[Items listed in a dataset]
##############################

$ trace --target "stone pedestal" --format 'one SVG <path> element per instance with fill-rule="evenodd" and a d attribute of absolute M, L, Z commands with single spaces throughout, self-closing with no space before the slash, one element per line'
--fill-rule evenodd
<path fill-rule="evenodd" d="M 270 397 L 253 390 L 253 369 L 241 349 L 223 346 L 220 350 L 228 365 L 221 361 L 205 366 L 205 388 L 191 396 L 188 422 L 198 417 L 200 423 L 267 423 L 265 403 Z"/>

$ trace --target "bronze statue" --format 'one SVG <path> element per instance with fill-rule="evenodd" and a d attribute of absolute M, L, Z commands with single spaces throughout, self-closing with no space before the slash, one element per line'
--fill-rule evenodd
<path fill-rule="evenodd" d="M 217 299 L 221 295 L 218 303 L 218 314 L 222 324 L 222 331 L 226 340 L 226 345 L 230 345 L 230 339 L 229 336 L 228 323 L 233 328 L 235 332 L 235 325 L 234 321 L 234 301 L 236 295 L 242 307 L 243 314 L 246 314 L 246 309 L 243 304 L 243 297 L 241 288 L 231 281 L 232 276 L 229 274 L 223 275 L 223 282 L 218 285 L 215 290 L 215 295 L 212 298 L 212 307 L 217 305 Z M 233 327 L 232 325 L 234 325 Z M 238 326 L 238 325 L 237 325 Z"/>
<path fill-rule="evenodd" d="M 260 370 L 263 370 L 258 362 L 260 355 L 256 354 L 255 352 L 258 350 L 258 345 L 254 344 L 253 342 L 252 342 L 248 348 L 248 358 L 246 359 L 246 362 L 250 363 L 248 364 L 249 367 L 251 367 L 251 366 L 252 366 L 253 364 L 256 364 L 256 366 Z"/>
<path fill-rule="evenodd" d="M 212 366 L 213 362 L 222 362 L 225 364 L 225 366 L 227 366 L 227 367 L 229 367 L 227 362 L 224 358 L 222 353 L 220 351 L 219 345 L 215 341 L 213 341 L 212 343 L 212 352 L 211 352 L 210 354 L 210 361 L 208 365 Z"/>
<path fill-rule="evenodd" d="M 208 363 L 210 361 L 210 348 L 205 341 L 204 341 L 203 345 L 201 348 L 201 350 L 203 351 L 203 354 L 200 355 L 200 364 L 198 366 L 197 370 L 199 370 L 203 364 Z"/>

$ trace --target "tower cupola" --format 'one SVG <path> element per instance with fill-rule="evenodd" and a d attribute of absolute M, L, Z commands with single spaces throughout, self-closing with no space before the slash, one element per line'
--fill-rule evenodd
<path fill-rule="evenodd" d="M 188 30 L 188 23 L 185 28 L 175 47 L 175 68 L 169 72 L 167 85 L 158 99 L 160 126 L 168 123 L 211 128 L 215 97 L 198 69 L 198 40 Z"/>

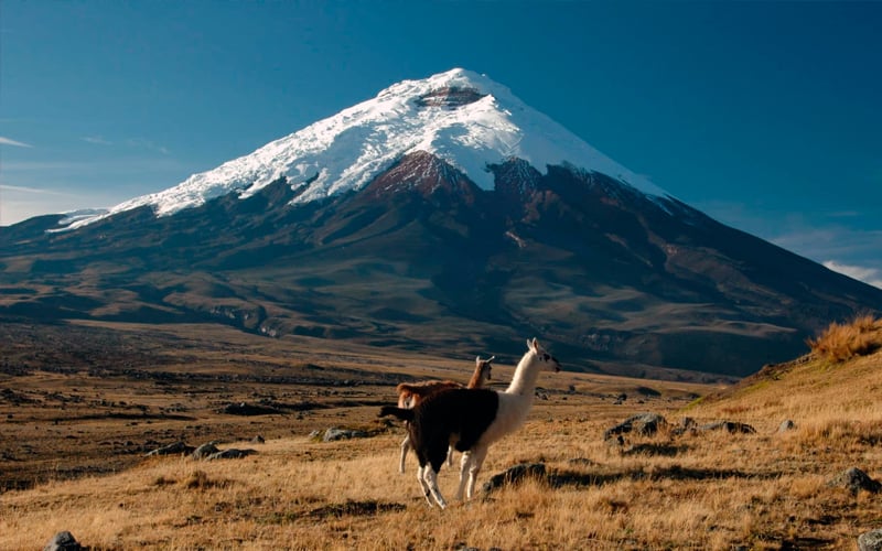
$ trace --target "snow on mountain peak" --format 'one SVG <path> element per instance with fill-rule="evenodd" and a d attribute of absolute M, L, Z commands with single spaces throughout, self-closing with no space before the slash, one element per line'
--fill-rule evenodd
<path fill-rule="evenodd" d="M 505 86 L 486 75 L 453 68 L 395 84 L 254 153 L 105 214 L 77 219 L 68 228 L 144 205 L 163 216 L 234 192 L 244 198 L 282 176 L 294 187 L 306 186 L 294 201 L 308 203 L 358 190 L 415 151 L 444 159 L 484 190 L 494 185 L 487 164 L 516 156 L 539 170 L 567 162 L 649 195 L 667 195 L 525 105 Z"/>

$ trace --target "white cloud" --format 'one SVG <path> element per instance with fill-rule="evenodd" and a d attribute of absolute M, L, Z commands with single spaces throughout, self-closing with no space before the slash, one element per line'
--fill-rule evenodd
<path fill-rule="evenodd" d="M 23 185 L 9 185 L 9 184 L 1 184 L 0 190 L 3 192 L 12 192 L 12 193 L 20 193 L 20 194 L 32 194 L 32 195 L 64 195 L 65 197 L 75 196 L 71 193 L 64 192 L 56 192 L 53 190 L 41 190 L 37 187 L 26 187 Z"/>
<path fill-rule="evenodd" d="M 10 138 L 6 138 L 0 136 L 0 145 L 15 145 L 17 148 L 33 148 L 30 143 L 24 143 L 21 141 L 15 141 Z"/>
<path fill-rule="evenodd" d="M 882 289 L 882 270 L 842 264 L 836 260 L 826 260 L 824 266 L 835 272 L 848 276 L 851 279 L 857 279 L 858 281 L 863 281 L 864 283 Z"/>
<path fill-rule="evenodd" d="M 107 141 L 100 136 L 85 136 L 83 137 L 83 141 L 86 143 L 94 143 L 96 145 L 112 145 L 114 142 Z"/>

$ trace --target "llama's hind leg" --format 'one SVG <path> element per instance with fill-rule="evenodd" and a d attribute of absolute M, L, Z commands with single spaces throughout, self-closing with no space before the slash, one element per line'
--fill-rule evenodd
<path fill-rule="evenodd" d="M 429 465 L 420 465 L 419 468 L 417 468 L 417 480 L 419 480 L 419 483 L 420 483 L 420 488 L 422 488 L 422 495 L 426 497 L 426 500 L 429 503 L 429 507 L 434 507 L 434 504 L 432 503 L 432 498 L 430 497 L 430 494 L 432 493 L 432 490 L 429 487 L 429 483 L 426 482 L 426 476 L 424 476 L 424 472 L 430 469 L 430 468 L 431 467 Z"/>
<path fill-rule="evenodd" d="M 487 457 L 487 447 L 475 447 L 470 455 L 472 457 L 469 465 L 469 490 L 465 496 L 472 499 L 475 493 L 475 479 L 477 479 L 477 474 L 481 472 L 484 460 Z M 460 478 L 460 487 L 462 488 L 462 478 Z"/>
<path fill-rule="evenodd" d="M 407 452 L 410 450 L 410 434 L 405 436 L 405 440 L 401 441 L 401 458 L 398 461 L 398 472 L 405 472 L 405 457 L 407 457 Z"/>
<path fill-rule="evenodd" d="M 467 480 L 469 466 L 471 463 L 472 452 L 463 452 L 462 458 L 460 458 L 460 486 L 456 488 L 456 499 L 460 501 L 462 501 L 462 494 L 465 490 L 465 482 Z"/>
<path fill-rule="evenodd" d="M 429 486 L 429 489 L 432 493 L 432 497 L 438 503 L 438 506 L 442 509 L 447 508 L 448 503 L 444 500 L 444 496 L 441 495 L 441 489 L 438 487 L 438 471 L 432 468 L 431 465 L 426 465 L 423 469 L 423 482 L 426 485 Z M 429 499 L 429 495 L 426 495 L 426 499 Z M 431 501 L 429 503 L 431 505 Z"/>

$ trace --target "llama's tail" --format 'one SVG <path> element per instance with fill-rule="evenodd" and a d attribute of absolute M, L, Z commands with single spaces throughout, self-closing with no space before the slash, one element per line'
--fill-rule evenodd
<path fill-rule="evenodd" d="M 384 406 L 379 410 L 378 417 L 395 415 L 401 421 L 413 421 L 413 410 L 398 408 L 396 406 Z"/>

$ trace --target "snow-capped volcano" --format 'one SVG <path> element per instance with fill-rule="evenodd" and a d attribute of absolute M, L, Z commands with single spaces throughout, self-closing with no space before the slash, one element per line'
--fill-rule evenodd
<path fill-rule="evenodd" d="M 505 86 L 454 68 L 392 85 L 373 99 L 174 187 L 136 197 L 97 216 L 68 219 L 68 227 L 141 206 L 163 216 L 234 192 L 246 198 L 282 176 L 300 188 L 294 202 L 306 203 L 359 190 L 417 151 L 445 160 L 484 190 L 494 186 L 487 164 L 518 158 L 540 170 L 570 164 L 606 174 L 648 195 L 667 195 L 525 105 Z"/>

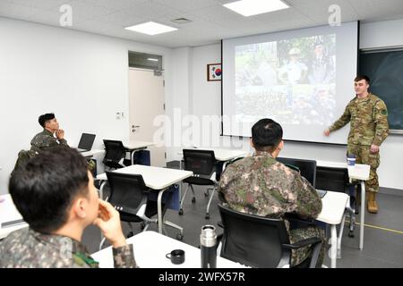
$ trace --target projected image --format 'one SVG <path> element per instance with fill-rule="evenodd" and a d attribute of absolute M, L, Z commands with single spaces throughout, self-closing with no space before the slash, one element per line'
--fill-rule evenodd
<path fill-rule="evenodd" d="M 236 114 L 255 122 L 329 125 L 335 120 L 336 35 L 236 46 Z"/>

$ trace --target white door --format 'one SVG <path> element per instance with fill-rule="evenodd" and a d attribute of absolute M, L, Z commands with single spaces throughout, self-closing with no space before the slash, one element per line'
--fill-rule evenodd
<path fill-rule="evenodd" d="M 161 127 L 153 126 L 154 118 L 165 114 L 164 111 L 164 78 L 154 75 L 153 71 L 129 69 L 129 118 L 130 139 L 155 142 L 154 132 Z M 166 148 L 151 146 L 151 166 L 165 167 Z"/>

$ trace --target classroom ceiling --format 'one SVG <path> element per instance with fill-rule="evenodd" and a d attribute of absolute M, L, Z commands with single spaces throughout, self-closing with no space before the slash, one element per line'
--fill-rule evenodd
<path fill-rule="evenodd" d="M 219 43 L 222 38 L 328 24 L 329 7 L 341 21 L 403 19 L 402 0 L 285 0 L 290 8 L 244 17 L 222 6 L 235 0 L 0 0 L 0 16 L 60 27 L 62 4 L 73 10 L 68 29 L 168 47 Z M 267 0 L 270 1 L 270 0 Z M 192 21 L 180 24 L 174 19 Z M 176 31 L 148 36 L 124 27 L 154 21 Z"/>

##############################

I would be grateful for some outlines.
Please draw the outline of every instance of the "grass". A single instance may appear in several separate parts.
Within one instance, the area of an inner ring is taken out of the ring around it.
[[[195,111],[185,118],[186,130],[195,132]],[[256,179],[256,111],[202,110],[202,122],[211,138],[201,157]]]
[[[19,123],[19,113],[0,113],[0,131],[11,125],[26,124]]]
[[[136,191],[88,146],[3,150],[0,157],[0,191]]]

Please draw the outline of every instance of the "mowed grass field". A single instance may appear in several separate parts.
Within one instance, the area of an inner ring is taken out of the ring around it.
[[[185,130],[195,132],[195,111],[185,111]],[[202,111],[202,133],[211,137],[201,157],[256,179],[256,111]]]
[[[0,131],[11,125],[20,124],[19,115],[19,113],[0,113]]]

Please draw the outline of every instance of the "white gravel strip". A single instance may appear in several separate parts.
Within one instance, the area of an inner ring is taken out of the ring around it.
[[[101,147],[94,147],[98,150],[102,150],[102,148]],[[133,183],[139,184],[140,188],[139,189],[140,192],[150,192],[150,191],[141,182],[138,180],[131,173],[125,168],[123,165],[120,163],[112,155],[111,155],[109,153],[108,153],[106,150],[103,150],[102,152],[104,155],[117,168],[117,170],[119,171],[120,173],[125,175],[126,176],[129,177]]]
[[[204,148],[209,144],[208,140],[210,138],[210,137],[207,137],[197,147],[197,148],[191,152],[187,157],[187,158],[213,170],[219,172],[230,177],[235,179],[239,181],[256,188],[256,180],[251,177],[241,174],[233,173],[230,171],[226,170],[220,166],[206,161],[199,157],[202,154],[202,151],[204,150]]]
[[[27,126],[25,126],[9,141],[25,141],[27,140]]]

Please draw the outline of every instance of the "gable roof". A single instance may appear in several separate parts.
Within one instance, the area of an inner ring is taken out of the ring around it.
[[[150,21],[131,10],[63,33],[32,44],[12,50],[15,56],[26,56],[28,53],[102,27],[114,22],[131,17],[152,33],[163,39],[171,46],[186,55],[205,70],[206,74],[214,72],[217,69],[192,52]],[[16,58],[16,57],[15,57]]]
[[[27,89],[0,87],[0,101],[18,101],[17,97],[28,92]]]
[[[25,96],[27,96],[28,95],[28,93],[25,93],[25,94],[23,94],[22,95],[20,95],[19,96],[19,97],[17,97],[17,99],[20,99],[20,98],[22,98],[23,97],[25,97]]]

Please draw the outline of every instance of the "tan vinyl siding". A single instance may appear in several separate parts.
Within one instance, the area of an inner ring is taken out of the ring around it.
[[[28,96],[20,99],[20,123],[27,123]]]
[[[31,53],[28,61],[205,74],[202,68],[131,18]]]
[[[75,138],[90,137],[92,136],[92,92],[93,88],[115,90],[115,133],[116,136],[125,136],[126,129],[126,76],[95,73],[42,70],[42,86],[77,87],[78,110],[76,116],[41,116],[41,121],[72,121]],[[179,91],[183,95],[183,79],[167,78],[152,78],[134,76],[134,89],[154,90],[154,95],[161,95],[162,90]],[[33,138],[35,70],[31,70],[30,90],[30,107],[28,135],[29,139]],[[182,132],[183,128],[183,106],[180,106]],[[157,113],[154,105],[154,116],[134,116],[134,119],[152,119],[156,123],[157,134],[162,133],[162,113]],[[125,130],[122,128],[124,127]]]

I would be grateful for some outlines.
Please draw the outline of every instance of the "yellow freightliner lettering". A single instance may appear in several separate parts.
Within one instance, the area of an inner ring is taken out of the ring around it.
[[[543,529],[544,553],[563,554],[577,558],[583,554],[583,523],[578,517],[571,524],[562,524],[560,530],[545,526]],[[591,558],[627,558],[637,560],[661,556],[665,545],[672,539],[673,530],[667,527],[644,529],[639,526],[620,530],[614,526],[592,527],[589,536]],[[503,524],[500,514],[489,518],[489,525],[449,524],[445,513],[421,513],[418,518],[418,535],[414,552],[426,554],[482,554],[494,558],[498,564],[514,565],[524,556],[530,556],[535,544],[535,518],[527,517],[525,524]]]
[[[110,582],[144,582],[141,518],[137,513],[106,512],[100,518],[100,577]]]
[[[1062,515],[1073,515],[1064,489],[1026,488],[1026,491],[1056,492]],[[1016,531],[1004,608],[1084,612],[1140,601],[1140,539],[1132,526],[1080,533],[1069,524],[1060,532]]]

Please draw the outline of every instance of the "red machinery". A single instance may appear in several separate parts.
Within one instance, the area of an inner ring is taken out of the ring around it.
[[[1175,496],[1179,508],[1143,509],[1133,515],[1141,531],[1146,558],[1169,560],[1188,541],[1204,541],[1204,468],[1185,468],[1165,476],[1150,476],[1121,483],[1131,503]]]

##############################

■ Work to complete:
Please count the lines in the material above that contain the string "grass", matching case exactly. Reply with only the number.

■ Response for this exercise:
2